SOURCE MATERIAL:

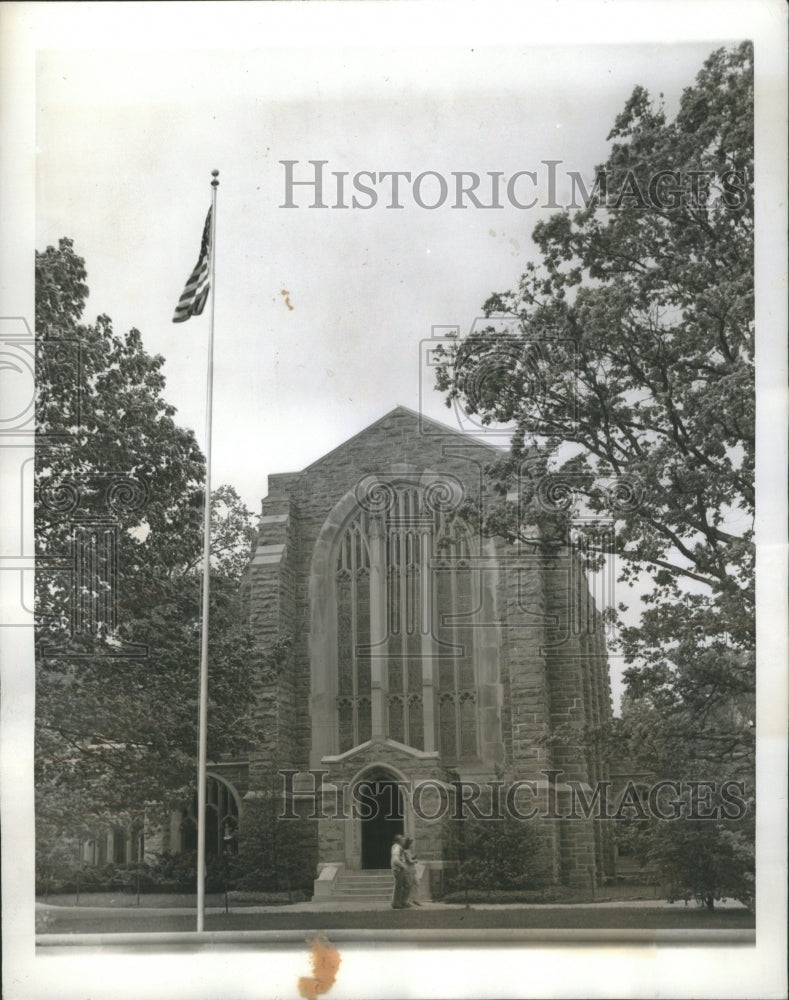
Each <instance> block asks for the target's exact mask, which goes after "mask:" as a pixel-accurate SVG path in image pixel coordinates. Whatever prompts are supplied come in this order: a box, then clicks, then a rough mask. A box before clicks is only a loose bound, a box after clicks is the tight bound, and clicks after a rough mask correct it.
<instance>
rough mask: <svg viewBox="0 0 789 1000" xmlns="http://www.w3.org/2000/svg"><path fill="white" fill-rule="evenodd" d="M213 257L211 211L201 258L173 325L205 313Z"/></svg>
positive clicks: (173, 322) (203, 234)
mask: <svg viewBox="0 0 789 1000" xmlns="http://www.w3.org/2000/svg"><path fill="white" fill-rule="evenodd" d="M210 256H211V209H210V208H209V209H208V215H207V216H206V217H205V226H204V227H203V238H202V240H201V241H200V256H199V257H198V258H197V263H196V264H195V266H194V269H193V271H192V273H191V274H190V275H189V277H188V279H187V282H186V285H185V286H184V290H183V291H182V292H181V298H180V299H179V300H178V305H177V306H176V307H175V313H174V315H173V323H183V322H184V321H185V320H187V319H189V317H190V316H199V315H200V313H201V312H202V311H203V308H204V306H205V303H206V300H207V298H208V290H209V288H210V281H209V258H210Z"/></svg>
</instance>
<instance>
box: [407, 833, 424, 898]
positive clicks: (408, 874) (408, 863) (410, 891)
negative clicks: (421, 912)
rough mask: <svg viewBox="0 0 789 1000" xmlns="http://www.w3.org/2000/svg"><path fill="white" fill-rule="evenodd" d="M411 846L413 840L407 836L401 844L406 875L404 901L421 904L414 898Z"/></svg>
mask: <svg viewBox="0 0 789 1000" xmlns="http://www.w3.org/2000/svg"><path fill="white" fill-rule="evenodd" d="M413 846H414V841H413V840H412V838H411V837H407V838H406V840H405V843H404V844H403V861H405V870H406V877H407V879H408V894H407V895H406V902H407V903H408V904H409V906H421V905H422V904H421V903H420V902H419V900H418V899H417V898H416V858H415V857H414V855H413V850H412V848H413Z"/></svg>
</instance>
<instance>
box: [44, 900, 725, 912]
mask: <svg viewBox="0 0 789 1000" xmlns="http://www.w3.org/2000/svg"><path fill="white" fill-rule="evenodd" d="M143 898H144V897H143ZM467 908H468V909H469V910H505V911H508V910H547V909H557V910H578V909H581V910H594V909H613V908H618V909H651V910H654V909H669V910H691V911H701V910H702V909H703V908H702V907H701V906H699V905H698V904H697V903H695V902H692V901H691V902H690V903H688V904H687V905H686V904H685V903H684V902H674V903H669V902H667V901H666V900H664V899H631V900H604V901H600V902H590V903H470V904H469V905H468V907H466V906H465V904H464V903H440V902H436V903H422V905H421V907H419V908H418V910H417V909H416V908H415V912H419V911H442V912H457V911H459V910H464V909H467ZM195 909H196V902H195V903H192V904H191V905H188V904H185V905H179V906H168V905H164V906H163V905H161V904H157V905H154V906H144V905H142V904H141V905H140V906H137V905H136V904H135V903H133V902H127V903H119V902H116V901H113V902H112V903H109V905H105V906H101V905H97V904H96V903H94V902H92V901H91V902H90V903H80V904H79V905H76V904H74V903H64V902H50V903H43V902H38V901H37V902H36V910H38V911H55V912H58V911H60V912H62V911H63V910H72V911H77V912H79V913H84V914H97V915H98V914H101V913H107V912H108V911H109V912H110V913H117V911H118V910H128V911H130V912H132V913H135V914H136V913H139V914H145V913H157V914H160V913H162V912H166V913H168V914H172V915H173V916H175V915H186V914H190V913H194V912H195ZM390 909H391V907H390V905H389V903H385V902H380V903H379V902H370V901H369V900H361V901H358V902H357V901H354V900H348V901H345V900H343V901H333V902H326V903H315V902H312V901H307V902H304V903H286V904H283V905H280V906H261V905H255V904H252V905H242V904H238V903H236V904H235V905H233V904H232V903H231V904H230V905H229V907H228V911H227V912H229V913H236V914H239V913H365V912H375V913H381V912H384V913H385V912H387V911H389V910H390ZM715 909H716V910H724V909H725V910H745V907H744V906H743V905H742V904H741V903H738V902H737V901H736V900H726V901H719V902H716V903H715ZM205 912H206V913H207V914H221V913H225V906H224V902H222V903H221V904H217V902H216V899H215V898H212V899H211V900H210V902H209V903H208V904H207V905H206V908H205Z"/></svg>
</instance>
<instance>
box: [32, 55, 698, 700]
mask: <svg viewBox="0 0 789 1000" xmlns="http://www.w3.org/2000/svg"><path fill="white" fill-rule="evenodd" d="M715 47H717V46H716V43H715V42H714V41H710V42H704V43H694V44H684V45H671V46H669V45H657V44H654V45H629V46H624V45H598V46H586V47H578V46H566V47H562V46H540V47H528V46H523V45H517V46H516V45H513V46H506V47H505V46H501V45H498V46H484V45H483V46H476V45H475V46H473V47H471V46H468V47H457V46H455V47H431V46H422V47H420V48H418V49H414V48H413V47H410V48H383V47H382V48H374V47H373V48H368V47H327V48H309V49H305V50H294V49H287V48H271V49H266V48H255V49H252V50H244V49H242V50H236V51H228V50H200V51H187V52H173V51H161V52H156V51H155V52H146V53H143V52H140V51H120V52H118V51H107V50H99V49H96V50H90V49H87V50H86V49H83V48H80V49H78V50H62V49H61V50H48V51H44V52H41V53H39V57H38V64H37V105H38V107H37V114H38V118H37V128H36V137H37V171H38V172H37V192H36V195H37V209H36V243H37V246H38V248H39V249H43V248H44V247H45V246H46V245H47V244H50V243H56V242H57V240H58V238H59V237H61V236H69V237H71V238H72V239H73V240H74V243H75V248H76V250H77V252H78V253H79V254H81V255H82V256H83V257H84V258H85V260H86V263H87V268H88V284H89V287H90V298H89V300H88V306H87V312H86V318H87V319H88V320H89V321H92V320H93V319H94V318H95V316H96V315H97V314H99V313H107V314H108V315H109V316H110V317H111V318H112V319H113V321H114V324H115V329H116V330H118V331H125V330H127V329H129V328H130V327H131V326H136V327H137V328H138V329H139V330H140V331H141V332H142V336H143V342H144V344H145V347H146V349H147V350H148V351H149V352H151V353H161V354H163V355H164V357H165V358H166V359H167V364H166V367H165V372H166V376H167V390H166V396H167V398H168V400H169V401H170V402H172V403H173V404H174V405H175V406H176V407H177V408H178V417H177V419H178V420H179V422H180V423H182V424H183V425H186V426H188V427H191V428H193V429H194V430H195V432H196V433H197V436H198V439H199V440H200V442H201V444H203V445H204V441H205V434H204V407H205V388H204V387H205V365H206V345H207V334H208V310H206V311H205V312H204V314H203V316H202V317H199V318H197V317H196V318H192V319H190V320H189V321H188V322H187V323H185V324H178V325H174V324H173V323H172V322H171V317H172V313H173V309H174V307H175V304H176V302H177V300H178V297H179V295H180V292H181V289H182V287H183V284H184V281H185V279H186V277H187V275H188V274H189V272H190V270H191V268H192V266H193V265H194V263H195V260H196V258H197V253H198V248H199V243H200V236H201V232H202V227H203V220H204V217H205V213H206V210H207V208H208V205H209V203H210V173H211V170H212V169H213V168H218V169H219V170H220V187H219V191H218V207H217V259H216V289H215V291H216V304H215V309H216V318H215V376H214V430H213V468H214V472H213V484H214V486H216V485H219V484H220V483H223V482H229V483H232V484H233V485H234V486H235V487H236V488H237V489H238V490H239V492H240V493H241V495H242V497H243V499H244V500H245V501H246V503H247V504H248V505H249V506H250V507H251V509H252V510H253V511H255V512H257V511H258V510H259V504H260V499H261V497H263V496H264V495H265V493H266V490H267V476H268V474H269V473H272V472H287V471H293V470H297V469H301V468H303V467H305V466H306V465H308V464H310V463H311V462H313V461H314V460H315V459H317V458H319V457H320V456H321V455H323V454H325V453H326V452H327V451H330V450H331V449H332V448H334V447H336V446H337V445H338V444H340V443H341V442H342V441H344V440H345V439H347V438H348V437H350V436H351V435H353V434H355V433H357V432H358V431H359V430H361V429H362V428H363V427H365V426H367V425H368V424H369V423H371V422H373V421H374V420H376V419H378V418H379V417H380V416H382V415H383V414H384V413H386V412H387V411H388V410H390V409H392V408H393V407H394V406H397V405H398V404H400V403H402V404H404V405H406V406H409V407H411V408H412V409H414V410H421V411H422V412H426V413H427V414H428V415H430V416H433V417H435V418H437V419H439V420H442V421H446V422H448V423H449V424H450V425H452V426H458V425H459V424H458V419H459V416H460V417H461V419H462V415H458V414H457V413H455V412H453V411H450V410H448V409H447V408H446V407H445V406H444V404H443V400H442V398H441V397H440V396H439V395H438V394H437V393H436V392H435V391H434V390H433V386H432V376H431V373H430V371H429V369H428V368H427V367H426V366H425V364H424V358H425V351H424V349H423V347H422V346H420V344H421V342H422V341H423V340H425V339H426V338H430V337H431V333H432V332H433V331H434V329H435V328H436V327H457V328H459V330H460V332H461V333H463V332H466V331H467V330H468V329H469V327H470V326H471V324H472V323H473V322H474V320H475V318H476V317H477V316H479V315H480V307H481V305H482V303H483V302H484V301H485V299H486V298H487V297H488V295H489V294H490V293H491V292H492V291H503V290H506V289H508V288H511V287H513V285H514V284H515V283H516V282H517V280H518V277H519V275H520V274H521V273H522V271H523V269H524V267H525V265H526V263H527V261H528V260H530V259H534V254H535V248H534V245H533V244H532V242H531V239H530V233H531V230H532V229H533V227H534V224H535V223H536V222H537V221H538V220H539V218H541V217H545V216H546V215H548V214H550V211H551V209H550V208H546V207H544V206H546V205H549V204H550V192H549V190H548V184H549V180H550V171H551V170H553V171H554V174H555V178H556V194H555V197H554V204H560V205H563V204H566V203H568V202H569V200H570V198H571V184H570V181H569V177H570V175H571V174H572V173H576V174H579V175H580V176H581V178H582V179H583V180H584V181H585V183H586V185H587V188H591V185H592V182H593V178H594V167H595V165H597V164H598V163H601V162H602V161H604V160H605V158H606V155H607V149H608V144H607V142H606V136H607V134H608V132H609V131H610V129H611V126H612V125H613V122H614V119H615V117H616V115H617V114H618V113H619V112H620V111H621V110H622V108H623V106H624V104H625V102H626V100H627V98H628V97H629V95H630V94H631V92H632V90H633V87H634V86H635V85H637V84H641V85H643V86H646V87H647V89H648V90H649V91H650V93H652V94H653V96H654V98H655V100H656V101H657V100H660V99H661V96H660V95H661V94H662V95H663V98H662V100H664V101H665V104H666V107H667V110H668V112H669V113H673V112H674V111H675V110H676V107H677V103H678V100H679V96H680V94H681V91H682V88H683V87H685V86H688V85H689V84H690V83H692V81H693V79H694V77H695V75H696V73H697V72H698V70H699V68H700V67H701V64H702V62H703V61H704V59H705V58H706V57H707V56H708V55H709V53H710V52H711V51H712V50H713V49H714V48H715ZM283 160H286V161H297V163H296V164H295V165H293V167H292V168H290V169H292V179H294V180H309V179H311V178H314V176H315V168H314V167H313V166H312V165H311V164H310V162H309V161H311V160H324V161H328V162H327V163H326V165H325V166H324V167H323V168H322V170H323V178H324V190H323V202H324V203H325V204H326V205H327V206H329V207H327V208H311V207H309V206H310V205H311V204H312V203H313V201H314V200H315V195H314V188H309V187H305V186H294V187H292V188H291V189H290V191H291V192H292V194H290V197H289V192H288V190H286V181H287V171H286V167H285V166H284V165H283V164H282V162H281V161H283ZM545 161H558V162H554V164H553V166H552V167H549V165H548V164H547V163H546V162H545ZM360 171H372V172H374V173H375V174H376V175H380V173H381V172H389V171H408V172H410V173H411V177H412V181H413V179H414V178H415V177H416V176H417V175H418V174H420V173H423V172H425V171H433V172H434V175H432V176H428V177H427V178H425V179H424V180H423V181H422V182H421V186H420V187H419V188H418V189H417V191H416V195H417V199H418V200H417V199H415V197H414V194H413V188H412V185H411V184H409V183H408V182H407V179H403V180H402V181H401V182H400V189H399V197H398V198H397V199H393V197H392V181H391V179H386V180H384V181H380V179H379V178H378V177H377V176H376V180H375V181H372V180H371V179H370V178H369V177H365V178H363V180H362V182H363V183H364V184H365V185H367V186H372V187H374V189H375V190H376V191H377V195H378V199H377V202H376V204H374V205H373V206H372V207H370V208H367V209H365V208H353V207H348V208H345V209H335V208H333V207H331V206H333V205H335V204H337V203H340V204H346V205H349V206H350V205H352V199H353V195H354V193H355V194H356V196H357V203H361V204H365V205H368V204H371V202H372V197H371V196H370V195H365V194H364V192H362V191H354V187H353V177H354V175H355V174H357V173H359V172H360ZM459 171H468V172H472V173H474V174H476V175H477V176H479V178H480V184H479V188H478V189H477V194H478V199H479V201H480V202H481V204H483V205H489V204H496V203H498V204H501V205H502V207H501V208H491V209H481V208H477V207H476V206H475V205H474V203H473V202H472V201H471V199H470V198H468V197H464V198H462V199H461V203H462V204H465V205H467V206H468V207H465V208H455V207H452V206H453V205H454V204H455V203H456V201H457V195H456V190H455V184H456V180H455V177H454V176H453V174H455V173H457V172H459ZM519 171H529V172H531V173H532V174H533V175H534V178H532V177H529V176H528V175H522V176H521V177H520V178H519V179H518V180H517V182H515V183H514V185H513V187H512V188H511V193H512V198H509V197H508V193H507V192H508V187H507V185H508V182H509V180H510V178H512V177H513V176H514V175H515V174H516V173H517V172H519ZM334 172H345V173H347V175H348V177H347V178H346V179H344V180H343V185H344V191H343V193H342V195H338V193H337V181H336V180H335V178H334ZM492 173H493V174H496V173H498V174H502V175H503V178H502V179H501V180H500V181H498V197H496V196H495V194H494V190H493V184H494V183H496V182H495V181H493V180H492V179H491V177H490V174H492ZM435 174H437V175H440V177H441V178H443V179H444V180H445V182H446V183H447V187H448V189H449V194H448V196H447V199H446V202H445V203H444V204H443V205H441V206H439V207H437V208H435V209H430V208H424V207H421V206H420V204H419V200H421V202H422V203H423V204H425V205H432V204H435V203H436V202H438V201H439V200H440V196H441V193H442V191H441V181H440V180H439V179H438V178H437V177H436V176H435ZM535 180H536V182H535ZM535 199H536V201H537V204H536V205H534V206H533V207H530V208H528V209H521V208H518V207H515V205H513V204H512V202H513V201H516V202H518V203H520V204H529V203H530V202H532V201H534V200H535ZM289 200H290V201H291V202H292V203H294V204H295V205H296V206H298V207H295V208H286V207H282V206H283V205H284V204H286V203H287V202H288V201H289ZM393 200H394V201H395V202H396V203H399V204H402V205H403V207H402V208H400V209H396V208H389V207H387V206H388V205H389V204H391V203H392V202H393ZM463 426H466V427H467V426H468V421H463ZM496 443H502V442H501V440H500V439H497V442H496ZM629 595H630V598H631V599H632V596H633V594H632V591H631V592H629ZM617 596H618V598H619V599H621V598H622V596H623V595H621V594H619V595H617ZM620 675H621V665H620V663H619V661H618V660H617V661H615V662H612V679H613V687H614V701H615V705H616V706H618V703H619V695H620V691H621V681H620Z"/></svg>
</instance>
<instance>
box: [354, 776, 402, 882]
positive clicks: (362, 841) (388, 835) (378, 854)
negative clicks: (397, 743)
mask: <svg viewBox="0 0 789 1000" xmlns="http://www.w3.org/2000/svg"><path fill="white" fill-rule="evenodd" d="M358 793H359V801H361V802H364V803H365V806H364V807H363V808H364V812H365V813H369V814H370V815H369V817H367V818H365V817H363V818H362V820H361V826H362V868H388V867H389V859H390V854H391V850H392V841H393V840H394V838H395V836H396V835H397V834H398V833H402V832H403V830H404V813H403V794H402V791H401V789H400V786H399V784H398V782H397V780H396V779H395V778H394V776H393V775H392V774H390V773H389V772H388V771H384V770H381V771H376V772H375V773H374V774H368V775H365V777H364V778H361V779H360V781H359V782H358Z"/></svg>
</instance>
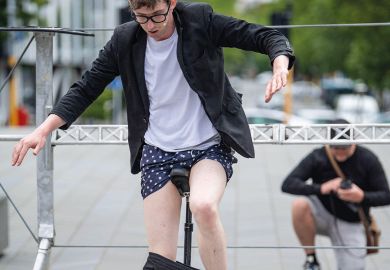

EXERCISE REQUIREMENTS: Show the lines of the listing above with "negative".

EXERCISE RESPONSE:
negative clicks: (421, 912)
negative clicks: (397, 743)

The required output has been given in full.